● **MATERIAL TO PROCESS**:
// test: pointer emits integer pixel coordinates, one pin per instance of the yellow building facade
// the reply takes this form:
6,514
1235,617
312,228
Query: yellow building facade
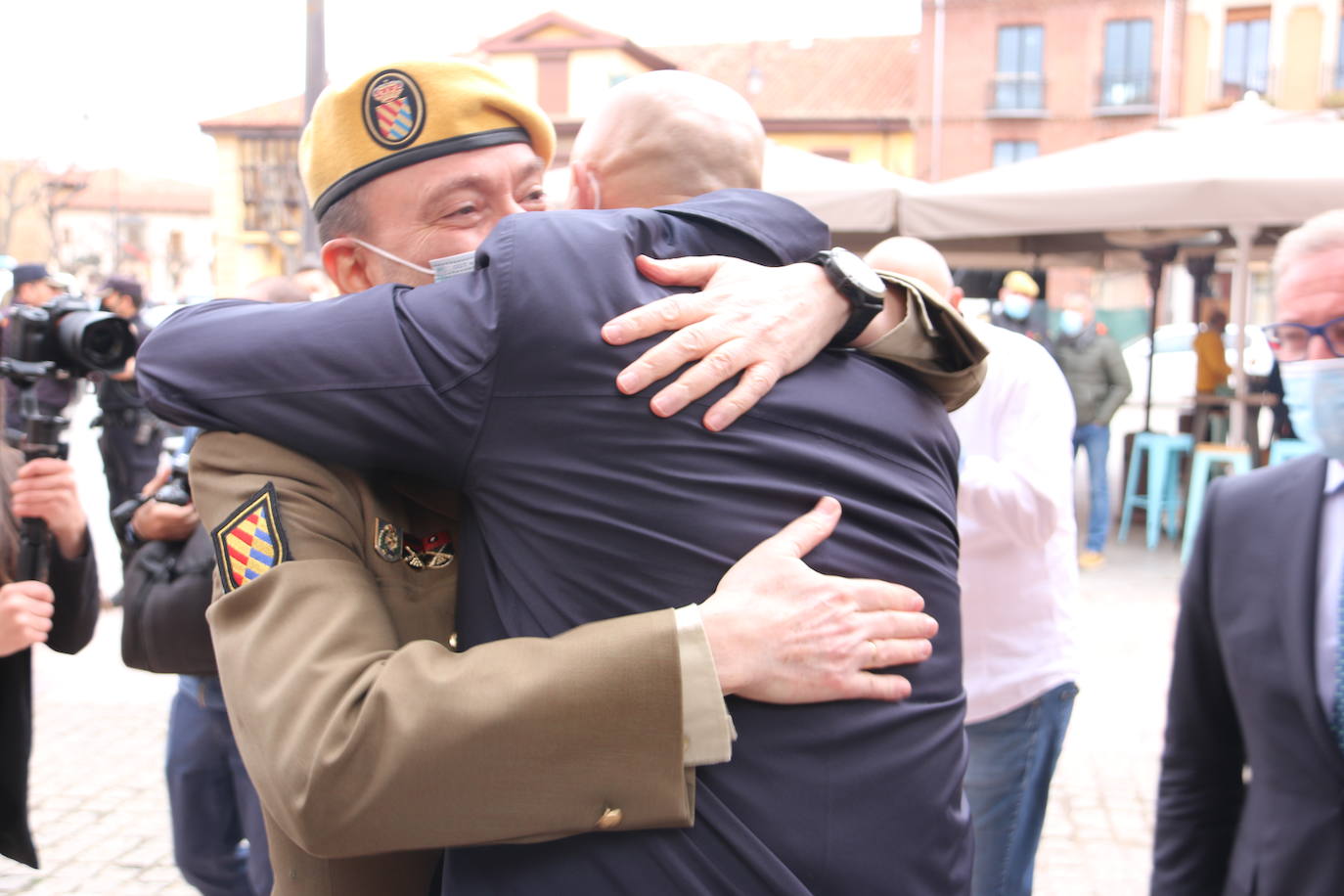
1287,51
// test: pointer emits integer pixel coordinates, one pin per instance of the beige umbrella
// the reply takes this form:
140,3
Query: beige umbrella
1240,169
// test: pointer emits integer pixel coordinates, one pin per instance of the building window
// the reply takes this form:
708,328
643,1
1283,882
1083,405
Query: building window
1246,53
1127,64
273,195
1019,81
1009,151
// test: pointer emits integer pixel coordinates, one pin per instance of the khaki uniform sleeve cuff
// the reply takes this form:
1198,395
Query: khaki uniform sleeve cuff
934,342
706,726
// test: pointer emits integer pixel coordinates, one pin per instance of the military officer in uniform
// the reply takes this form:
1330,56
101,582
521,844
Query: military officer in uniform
349,578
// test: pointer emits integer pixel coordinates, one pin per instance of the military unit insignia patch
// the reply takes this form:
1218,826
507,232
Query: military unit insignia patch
250,542
431,553
387,540
394,109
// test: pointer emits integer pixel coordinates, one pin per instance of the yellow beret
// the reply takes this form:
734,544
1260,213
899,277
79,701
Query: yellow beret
408,113
1019,281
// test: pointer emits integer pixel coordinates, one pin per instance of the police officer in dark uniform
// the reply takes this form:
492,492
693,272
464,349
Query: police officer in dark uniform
130,434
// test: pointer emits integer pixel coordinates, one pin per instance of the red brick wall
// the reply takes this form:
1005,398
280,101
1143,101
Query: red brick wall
1074,36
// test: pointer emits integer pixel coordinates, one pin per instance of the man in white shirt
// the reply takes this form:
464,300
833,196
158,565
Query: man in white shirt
1253,769
1019,576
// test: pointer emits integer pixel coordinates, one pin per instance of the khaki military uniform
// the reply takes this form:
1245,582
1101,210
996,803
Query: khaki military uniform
366,734
373,743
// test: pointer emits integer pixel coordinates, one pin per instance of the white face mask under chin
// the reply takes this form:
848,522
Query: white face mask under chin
1314,392
439,269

● **WORK TO DO**:
Retype everything from the first line of the material that contains "the police officer in dark uniform" down to the end of the material, both ends included, with every character left unchanged.

● **THE COMPLETED TASK**:
// test: pointer emits integer pixel coordinates, one pin per instance of the police officer in dark uniform
// the reply takes this form:
492,492
693,272
464,349
Query: police officer in dark uniform
130,434
// test: pointer emits integer pixel coordinates, one pin per instance of the red brick wall
// the reply takes this form:
1005,398
280,101
1143,101
Query: red brick wall
1074,36
// test: pointer emits integer pixel coordinates, one pin per instance of the man in white shirt
// the reply takes this form:
464,300
833,196
158,565
Query: man in white shirt
1253,769
1019,576
// test: pointer emits integer pixel coordinates, one pin per instance of the khaki military uniform
// the reply takes this form:
1245,582
1101,210
996,803
Query: khaki military uniform
366,734
373,743
// test: pointer emits integer pixel coordinates, one pin per instance of the white face mask under chin
// the reply takes this form:
848,522
Query: white face mask under chin
1314,392
439,269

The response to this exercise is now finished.